---------- Source records ----------
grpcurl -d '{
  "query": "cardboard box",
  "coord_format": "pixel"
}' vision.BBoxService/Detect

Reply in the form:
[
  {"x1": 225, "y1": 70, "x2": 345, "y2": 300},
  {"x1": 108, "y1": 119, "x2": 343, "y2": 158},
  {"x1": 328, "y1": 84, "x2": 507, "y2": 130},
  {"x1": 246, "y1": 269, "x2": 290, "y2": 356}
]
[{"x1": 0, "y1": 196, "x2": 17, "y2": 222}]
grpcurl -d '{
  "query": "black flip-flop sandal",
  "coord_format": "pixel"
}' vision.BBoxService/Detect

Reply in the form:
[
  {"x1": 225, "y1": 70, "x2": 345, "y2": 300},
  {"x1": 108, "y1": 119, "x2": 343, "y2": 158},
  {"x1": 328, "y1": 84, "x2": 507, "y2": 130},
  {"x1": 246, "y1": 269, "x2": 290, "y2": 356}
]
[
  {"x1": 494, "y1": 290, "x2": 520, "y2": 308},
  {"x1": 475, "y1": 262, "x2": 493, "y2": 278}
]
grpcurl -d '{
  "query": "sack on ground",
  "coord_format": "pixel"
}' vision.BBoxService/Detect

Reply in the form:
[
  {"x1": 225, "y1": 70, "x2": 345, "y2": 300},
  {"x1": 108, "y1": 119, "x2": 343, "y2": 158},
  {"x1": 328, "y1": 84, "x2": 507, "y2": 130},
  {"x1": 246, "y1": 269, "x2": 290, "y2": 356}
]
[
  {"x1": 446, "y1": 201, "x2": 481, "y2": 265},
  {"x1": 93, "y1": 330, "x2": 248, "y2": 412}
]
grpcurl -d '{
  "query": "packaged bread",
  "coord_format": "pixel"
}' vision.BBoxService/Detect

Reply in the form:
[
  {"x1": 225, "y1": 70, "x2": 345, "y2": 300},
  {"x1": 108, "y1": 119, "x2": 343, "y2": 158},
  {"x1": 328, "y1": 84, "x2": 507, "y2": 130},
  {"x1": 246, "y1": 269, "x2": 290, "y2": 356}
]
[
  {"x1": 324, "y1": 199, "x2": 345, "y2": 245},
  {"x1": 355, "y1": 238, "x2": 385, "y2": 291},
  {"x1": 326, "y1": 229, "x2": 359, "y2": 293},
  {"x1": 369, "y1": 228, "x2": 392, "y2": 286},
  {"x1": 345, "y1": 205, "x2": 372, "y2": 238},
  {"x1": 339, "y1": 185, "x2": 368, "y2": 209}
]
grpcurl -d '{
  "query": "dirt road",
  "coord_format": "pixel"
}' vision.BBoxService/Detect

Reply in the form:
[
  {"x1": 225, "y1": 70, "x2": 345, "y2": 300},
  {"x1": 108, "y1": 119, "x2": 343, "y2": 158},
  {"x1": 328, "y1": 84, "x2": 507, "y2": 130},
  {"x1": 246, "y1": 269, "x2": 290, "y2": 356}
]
----------
---------- Source records ----------
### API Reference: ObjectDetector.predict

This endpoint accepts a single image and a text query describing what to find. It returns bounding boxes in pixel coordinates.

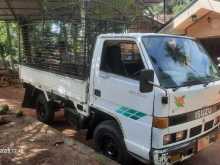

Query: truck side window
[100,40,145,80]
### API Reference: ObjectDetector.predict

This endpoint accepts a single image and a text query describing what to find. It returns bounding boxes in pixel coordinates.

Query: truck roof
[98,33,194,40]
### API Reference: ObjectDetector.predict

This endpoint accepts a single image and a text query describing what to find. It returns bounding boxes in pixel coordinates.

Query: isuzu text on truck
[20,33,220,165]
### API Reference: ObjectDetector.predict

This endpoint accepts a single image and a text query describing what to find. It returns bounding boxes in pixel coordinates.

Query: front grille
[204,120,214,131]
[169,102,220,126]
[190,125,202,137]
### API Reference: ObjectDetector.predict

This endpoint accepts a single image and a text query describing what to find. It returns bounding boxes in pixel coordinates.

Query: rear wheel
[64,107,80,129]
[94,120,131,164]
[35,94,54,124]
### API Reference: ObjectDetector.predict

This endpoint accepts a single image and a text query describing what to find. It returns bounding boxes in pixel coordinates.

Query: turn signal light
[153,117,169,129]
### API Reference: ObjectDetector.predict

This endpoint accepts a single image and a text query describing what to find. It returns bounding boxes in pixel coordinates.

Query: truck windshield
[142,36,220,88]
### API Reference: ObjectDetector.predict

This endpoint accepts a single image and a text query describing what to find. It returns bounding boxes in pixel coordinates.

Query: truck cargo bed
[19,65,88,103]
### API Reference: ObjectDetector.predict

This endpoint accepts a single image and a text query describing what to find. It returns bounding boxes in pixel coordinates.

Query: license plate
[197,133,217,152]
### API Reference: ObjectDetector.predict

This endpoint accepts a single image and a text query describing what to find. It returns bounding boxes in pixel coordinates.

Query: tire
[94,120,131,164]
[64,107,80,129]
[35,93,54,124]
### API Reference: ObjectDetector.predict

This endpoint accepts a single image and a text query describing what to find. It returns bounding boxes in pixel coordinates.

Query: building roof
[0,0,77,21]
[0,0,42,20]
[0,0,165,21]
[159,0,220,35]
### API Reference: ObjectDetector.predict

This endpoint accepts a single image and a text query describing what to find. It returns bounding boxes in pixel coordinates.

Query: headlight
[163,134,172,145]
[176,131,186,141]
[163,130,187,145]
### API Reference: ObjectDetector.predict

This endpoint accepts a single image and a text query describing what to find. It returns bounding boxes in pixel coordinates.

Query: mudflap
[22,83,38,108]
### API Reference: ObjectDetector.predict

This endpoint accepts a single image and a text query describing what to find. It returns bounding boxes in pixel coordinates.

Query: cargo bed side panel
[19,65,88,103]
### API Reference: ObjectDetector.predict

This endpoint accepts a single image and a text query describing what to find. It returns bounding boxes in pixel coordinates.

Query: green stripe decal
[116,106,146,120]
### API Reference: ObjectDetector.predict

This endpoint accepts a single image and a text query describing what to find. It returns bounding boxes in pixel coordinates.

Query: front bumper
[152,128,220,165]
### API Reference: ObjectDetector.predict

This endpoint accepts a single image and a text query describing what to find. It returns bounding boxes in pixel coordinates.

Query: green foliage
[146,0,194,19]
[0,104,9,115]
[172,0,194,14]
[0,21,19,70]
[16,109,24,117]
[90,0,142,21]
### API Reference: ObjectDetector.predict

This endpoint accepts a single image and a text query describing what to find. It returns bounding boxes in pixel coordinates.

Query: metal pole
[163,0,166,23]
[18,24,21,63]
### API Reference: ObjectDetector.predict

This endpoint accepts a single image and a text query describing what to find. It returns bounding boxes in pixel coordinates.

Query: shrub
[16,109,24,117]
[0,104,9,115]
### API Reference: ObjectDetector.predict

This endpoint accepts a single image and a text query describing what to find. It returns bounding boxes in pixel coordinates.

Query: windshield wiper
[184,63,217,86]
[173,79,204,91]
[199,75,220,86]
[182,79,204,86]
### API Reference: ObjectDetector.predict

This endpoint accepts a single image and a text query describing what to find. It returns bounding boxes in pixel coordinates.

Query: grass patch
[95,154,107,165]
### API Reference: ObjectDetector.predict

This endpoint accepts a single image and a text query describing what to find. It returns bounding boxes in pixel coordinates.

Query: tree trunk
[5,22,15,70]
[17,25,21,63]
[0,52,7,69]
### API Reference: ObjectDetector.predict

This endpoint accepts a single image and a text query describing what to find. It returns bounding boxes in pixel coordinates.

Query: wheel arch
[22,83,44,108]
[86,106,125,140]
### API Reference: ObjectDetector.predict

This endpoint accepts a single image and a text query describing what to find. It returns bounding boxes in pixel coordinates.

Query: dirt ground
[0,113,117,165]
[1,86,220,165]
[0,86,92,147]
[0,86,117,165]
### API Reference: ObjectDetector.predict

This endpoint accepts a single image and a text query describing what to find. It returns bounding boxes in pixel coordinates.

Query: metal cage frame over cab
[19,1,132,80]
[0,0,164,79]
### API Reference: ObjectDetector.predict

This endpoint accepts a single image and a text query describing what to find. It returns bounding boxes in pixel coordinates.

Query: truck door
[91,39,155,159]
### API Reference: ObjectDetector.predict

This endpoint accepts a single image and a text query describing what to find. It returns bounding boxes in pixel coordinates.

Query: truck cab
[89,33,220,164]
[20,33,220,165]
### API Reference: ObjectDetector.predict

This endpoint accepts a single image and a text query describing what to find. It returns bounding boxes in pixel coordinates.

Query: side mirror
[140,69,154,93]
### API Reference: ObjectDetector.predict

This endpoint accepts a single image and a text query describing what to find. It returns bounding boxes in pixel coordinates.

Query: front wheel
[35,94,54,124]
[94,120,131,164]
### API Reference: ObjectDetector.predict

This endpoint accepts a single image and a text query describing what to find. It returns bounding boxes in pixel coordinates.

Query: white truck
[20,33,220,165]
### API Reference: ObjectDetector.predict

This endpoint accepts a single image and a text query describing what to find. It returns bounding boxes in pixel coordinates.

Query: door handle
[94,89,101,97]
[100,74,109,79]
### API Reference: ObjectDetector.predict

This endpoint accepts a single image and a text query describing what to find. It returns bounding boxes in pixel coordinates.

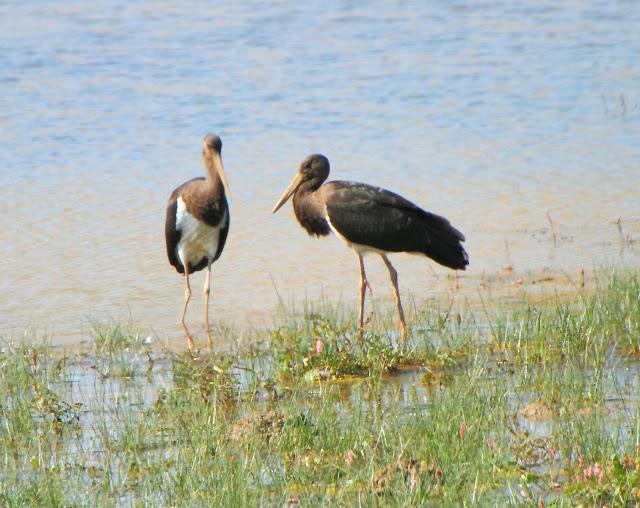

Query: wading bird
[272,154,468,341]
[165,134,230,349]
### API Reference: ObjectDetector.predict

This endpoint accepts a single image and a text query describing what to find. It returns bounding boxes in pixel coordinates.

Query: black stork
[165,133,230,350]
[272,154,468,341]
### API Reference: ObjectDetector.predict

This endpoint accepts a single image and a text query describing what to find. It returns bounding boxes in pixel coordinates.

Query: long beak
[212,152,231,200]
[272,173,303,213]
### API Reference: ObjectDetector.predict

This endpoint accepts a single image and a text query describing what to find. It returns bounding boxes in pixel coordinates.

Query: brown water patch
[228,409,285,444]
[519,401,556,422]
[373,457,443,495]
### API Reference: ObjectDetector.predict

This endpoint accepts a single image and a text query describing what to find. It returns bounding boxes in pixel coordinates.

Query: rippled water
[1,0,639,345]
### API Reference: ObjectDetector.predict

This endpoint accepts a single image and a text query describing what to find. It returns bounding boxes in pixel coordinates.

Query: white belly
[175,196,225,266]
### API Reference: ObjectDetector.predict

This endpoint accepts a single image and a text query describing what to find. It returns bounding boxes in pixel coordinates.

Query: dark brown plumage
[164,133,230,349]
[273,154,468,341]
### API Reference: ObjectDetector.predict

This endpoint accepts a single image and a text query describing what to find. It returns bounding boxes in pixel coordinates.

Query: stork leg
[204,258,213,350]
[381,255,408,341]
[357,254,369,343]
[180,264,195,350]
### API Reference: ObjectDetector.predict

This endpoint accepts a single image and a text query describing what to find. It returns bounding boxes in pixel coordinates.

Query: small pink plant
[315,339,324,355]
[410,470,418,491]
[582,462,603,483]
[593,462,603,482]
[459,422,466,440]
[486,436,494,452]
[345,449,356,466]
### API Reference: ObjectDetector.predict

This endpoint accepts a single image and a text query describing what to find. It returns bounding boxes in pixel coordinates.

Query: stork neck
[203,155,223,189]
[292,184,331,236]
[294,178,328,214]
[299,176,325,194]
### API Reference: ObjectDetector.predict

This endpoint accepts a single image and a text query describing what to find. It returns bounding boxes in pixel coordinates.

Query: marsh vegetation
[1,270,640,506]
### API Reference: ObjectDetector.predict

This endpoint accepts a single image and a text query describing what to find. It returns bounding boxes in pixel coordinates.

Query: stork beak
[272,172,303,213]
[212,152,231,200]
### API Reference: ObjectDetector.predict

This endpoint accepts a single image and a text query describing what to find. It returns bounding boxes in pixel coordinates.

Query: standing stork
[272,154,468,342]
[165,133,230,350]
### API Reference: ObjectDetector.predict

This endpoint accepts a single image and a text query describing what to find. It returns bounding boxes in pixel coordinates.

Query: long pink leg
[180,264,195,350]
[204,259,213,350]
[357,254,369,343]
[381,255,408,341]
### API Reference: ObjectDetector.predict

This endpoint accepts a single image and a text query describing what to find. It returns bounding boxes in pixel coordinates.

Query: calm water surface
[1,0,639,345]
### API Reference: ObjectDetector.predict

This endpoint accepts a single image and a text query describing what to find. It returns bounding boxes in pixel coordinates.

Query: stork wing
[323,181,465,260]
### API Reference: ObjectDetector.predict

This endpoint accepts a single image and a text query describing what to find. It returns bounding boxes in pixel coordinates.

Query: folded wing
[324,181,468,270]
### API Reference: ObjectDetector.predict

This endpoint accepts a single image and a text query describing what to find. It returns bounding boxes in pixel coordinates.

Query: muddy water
----------
*Work to complete*. Word for word, restate the lines of the data above that fall between the line holding "Query: long pink leg" and the line holding "Query: muddy water", inclusive, and no other lines.

*Your response*.
Query: long pink leg
[180,264,195,350]
[204,259,213,350]
[357,254,369,343]
[381,255,408,341]
### API Reference: ObjectDetector.predict

This endpoint accepts a single image and a text query describing what to find. It returns bounding boxes in pixel coordinates.

Query: calm water surface
[1,0,639,345]
### API Reference: ObjectDetector.predict

This endpoint accepts a single image and a text query describing what to find. It returns bounding boxes in pixel coordinates.

Query: stork wing
[323,181,465,260]
### API Reference: ObjectDetector.predict

This endpoint accepts a single image and a text query describing what to find. It returns bounding boxes in pixel coordinates.

Query: folded wing
[324,181,468,270]
### API Reference: ObjectDetector.predict

This endpoint accepts a single image and a text query describing what to find. It returns bounding boxes in pixel coordinates.

Query: muddy water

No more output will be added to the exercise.